### YOUR ASSIGNMENT
Please return exactly the lines from the top of the data through the line that contains "Integration test — verify detection of the brown", and skip all pictures.

### RECORDS FOR THIS EXERCISE
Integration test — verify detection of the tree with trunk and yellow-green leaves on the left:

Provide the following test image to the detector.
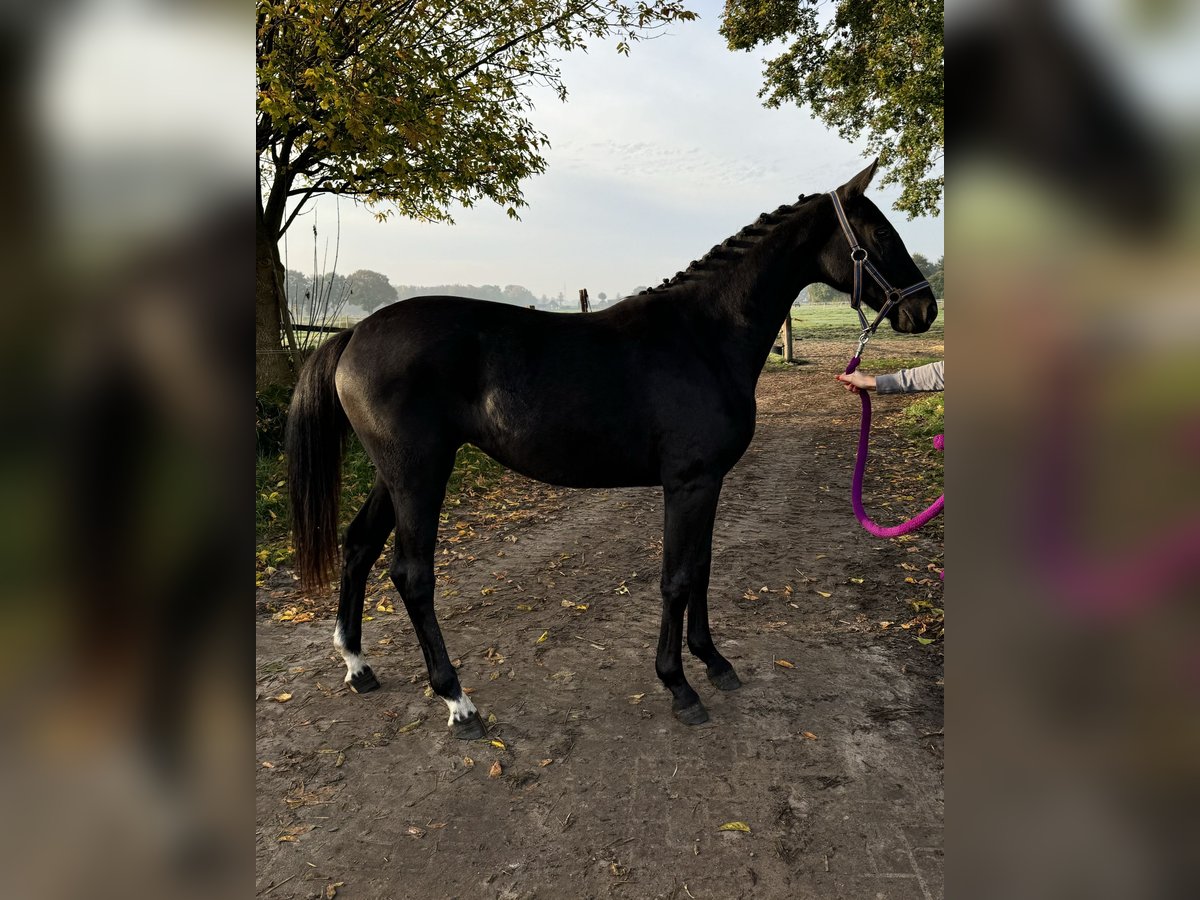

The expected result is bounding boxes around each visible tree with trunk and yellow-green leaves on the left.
[256,0,695,384]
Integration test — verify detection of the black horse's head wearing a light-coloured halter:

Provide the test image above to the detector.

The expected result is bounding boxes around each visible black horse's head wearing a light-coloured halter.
[820,161,937,335]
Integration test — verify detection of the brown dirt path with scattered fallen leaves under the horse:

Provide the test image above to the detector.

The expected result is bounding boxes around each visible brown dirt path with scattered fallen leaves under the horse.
[256,338,942,900]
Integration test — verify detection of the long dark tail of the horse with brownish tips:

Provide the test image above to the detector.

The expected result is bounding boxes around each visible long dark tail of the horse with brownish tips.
[284,330,353,590]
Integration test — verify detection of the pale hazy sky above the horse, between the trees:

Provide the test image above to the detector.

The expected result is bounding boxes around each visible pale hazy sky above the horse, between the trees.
[283,0,943,299]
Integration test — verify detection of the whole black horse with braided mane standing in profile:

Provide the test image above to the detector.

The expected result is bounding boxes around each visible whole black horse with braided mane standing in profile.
[287,163,937,738]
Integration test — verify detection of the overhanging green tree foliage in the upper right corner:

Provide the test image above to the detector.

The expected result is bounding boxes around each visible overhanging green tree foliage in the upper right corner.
[720,0,946,217]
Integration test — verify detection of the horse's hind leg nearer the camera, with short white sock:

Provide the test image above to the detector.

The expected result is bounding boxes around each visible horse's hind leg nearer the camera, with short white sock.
[391,450,485,739]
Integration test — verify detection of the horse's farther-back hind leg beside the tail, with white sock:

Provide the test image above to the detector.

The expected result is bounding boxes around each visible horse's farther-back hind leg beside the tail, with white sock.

### ANSWER
Integration test — verify detection of the tree with trunk and yellow-green leaves on the left:

Provide the following test image to the detector.

The expected result is bounding boxes around each visible tree with trunk and yellow-green leaves on the left.
[256,0,695,384]
Integration test — verify detection of the black horse's head wearing a light-coloured halter:

Provide the test image above to the detector.

The expected result is bounding boxes around each visible black horse's head wearing a light-coloured halter.
[820,161,937,335]
Integration test — verify detection of the brown dirt path with scattered fallen leaves under the horse:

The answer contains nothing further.